### Directions for this task:
Write back each entry precisely as it is given.

[[ Input data, beginning ]]

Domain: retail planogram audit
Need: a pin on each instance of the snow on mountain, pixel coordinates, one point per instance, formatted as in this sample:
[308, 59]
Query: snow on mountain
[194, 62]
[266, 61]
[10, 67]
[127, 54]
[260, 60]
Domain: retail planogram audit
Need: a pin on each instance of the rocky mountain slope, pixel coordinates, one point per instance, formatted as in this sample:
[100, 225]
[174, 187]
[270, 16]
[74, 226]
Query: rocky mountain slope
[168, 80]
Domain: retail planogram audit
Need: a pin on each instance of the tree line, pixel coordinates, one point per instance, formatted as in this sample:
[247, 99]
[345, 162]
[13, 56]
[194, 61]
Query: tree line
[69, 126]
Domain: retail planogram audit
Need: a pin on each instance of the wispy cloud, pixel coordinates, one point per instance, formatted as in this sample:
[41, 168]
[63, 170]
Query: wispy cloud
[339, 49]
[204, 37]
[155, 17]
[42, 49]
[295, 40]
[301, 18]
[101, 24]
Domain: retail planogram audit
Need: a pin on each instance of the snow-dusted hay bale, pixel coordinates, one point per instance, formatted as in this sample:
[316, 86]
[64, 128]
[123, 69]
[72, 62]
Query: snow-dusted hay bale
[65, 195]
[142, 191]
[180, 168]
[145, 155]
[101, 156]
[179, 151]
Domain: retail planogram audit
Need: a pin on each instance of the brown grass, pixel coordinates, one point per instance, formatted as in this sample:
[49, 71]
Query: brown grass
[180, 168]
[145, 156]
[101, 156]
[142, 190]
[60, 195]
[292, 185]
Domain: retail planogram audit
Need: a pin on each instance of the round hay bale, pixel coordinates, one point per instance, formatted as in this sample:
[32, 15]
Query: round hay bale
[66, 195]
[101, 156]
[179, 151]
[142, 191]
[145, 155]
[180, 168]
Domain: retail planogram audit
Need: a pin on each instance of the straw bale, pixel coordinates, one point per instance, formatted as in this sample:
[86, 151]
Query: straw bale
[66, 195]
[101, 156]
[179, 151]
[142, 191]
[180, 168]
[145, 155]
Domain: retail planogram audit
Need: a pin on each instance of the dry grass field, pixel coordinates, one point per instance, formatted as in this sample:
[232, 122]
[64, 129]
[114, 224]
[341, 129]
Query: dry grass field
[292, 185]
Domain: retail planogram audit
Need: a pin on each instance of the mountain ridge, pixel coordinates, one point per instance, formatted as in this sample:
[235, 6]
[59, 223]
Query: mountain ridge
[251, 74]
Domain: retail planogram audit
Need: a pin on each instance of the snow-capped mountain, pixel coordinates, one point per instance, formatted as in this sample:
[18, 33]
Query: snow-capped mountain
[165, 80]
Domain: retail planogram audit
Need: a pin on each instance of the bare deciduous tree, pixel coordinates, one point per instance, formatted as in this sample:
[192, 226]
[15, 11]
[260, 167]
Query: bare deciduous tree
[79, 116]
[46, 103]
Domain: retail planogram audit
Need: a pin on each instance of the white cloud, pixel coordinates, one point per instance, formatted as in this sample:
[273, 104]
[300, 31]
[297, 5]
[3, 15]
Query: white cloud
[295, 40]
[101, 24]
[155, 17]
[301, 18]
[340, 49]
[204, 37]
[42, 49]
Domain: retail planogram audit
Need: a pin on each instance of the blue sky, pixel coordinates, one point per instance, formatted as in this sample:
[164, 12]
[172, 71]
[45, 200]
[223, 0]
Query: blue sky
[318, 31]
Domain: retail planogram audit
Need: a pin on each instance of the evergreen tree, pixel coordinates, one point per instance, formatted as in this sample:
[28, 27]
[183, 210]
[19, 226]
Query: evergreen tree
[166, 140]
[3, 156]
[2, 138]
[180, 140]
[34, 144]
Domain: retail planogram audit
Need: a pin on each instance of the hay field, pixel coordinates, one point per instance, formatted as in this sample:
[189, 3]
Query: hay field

[[ Input data, end ]]

### Written answer:
Domain: retail planogram audit
Need: a pin on each instance of the snow on mountain, pixel coordinates, one point per instance, formatted as in this sample:
[308, 59]
Query: snow on mountain
[194, 62]
[266, 61]
[10, 67]
[127, 54]
[260, 60]
Domain: retail planogram audit
Need: a pin on each instance of the rocky mountain slope, pixel coordinates, one point per instance, formatted as in this sample:
[100, 225]
[174, 187]
[270, 16]
[74, 226]
Query: rocky mountain slope
[168, 80]
Domain: retail planogram audit
Need: a pin on each instance of the tree line, pixel coordinates, one point per instance, formatted as in this sample:
[247, 99]
[345, 162]
[13, 56]
[194, 61]
Query: tree line
[69, 126]
Domain: retail planogram audit
Need: a pin on each instance of the wispy cloud, pixel coordinates, one point per instance, formatted as in this sample:
[41, 168]
[63, 170]
Query: wispy cloud
[339, 49]
[204, 37]
[155, 17]
[42, 49]
[295, 40]
[301, 18]
[101, 24]
Domain: retail planogram audit
Need: a pin on each instance of the snow-dusted hay bale, pixel coordinates, one point per instance, formatted as in this sample:
[316, 86]
[64, 128]
[123, 69]
[72, 62]
Query: snow-dusted hay bale
[65, 195]
[142, 191]
[180, 168]
[145, 155]
[101, 156]
[179, 151]
Domain: retail planogram audit
Need: a pin on each instance of the brown grass, pixel coordinates, one point per instance, formatted as in this sample:
[49, 71]
Query: brown grass
[180, 168]
[145, 156]
[101, 156]
[142, 190]
[60, 195]
[292, 185]
Domain: retail planogram audit
Need: a pin on each instance of the round hay bale, pixel coordinates, one point per instance, formatted as in this sample:
[32, 15]
Query: round hay bale
[66, 195]
[101, 156]
[179, 151]
[142, 191]
[145, 155]
[180, 168]
Domain: retail planogram audit
Need: a pin on each instance of the straw bale, pixel coordinates, one point per instance, formatted as in this sample:
[86, 151]
Query: straw bale
[66, 195]
[101, 156]
[179, 151]
[142, 191]
[180, 168]
[145, 155]
Domain: retail planogram audit
Need: a pin on each instance of the dry grass field, pixel coordinates, one point per instance, formatted as in this sample:
[232, 122]
[64, 129]
[114, 224]
[341, 129]
Query: dry grass field
[292, 185]
Domain: retail planogram audit
Need: a pin on each instance of the mountain ridge, pixel coordinates, one point per instance, formatted as in this sample:
[235, 6]
[59, 223]
Query: mountain ridge
[251, 74]
Domain: retail planogram audit
Need: a pin on each instance of the snow-capped mountain, pixel coordinates, one point per instance, formatted as in this sample:
[18, 33]
Query: snow-capped mountain
[165, 80]
Domain: retail planogram audit
Need: a pin on each instance of the bare deciduous tree, pixel coordinates, one point per instance, formatted as in this sample:
[192, 226]
[15, 11]
[260, 167]
Query: bare deciduous tree
[79, 116]
[46, 103]
Domain: retail planogram audit
Need: a pin on each instance of the white cloud, pixel coordinates, one point per instance, formatted as in this sample:
[273, 104]
[300, 31]
[297, 5]
[3, 15]
Query: white cloud
[295, 40]
[101, 24]
[155, 17]
[301, 18]
[340, 49]
[204, 37]
[42, 49]
Domain: retail planogram audit
Need: a pin on each instance of the blue sky, pixel coordinates, one point per instance, formatted as in this sample:
[164, 12]
[172, 71]
[45, 200]
[223, 0]
Query: blue sky
[318, 31]
Domain: retail planogram audit
Need: a pin on each instance of the evergreen tree, pixel coordinates, one point per instance, formatted as in this sample:
[28, 27]
[183, 210]
[19, 226]
Query: evergreen tree
[166, 140]
[3, 156]
[2, 138]
[180, 140]
[34, 144]
Domain: retail planogram audit
Need: a pin on each instance of the hay field, pixel coordinates, one point per instance, formatted as in this sample:
[189, 3]
Query: hay field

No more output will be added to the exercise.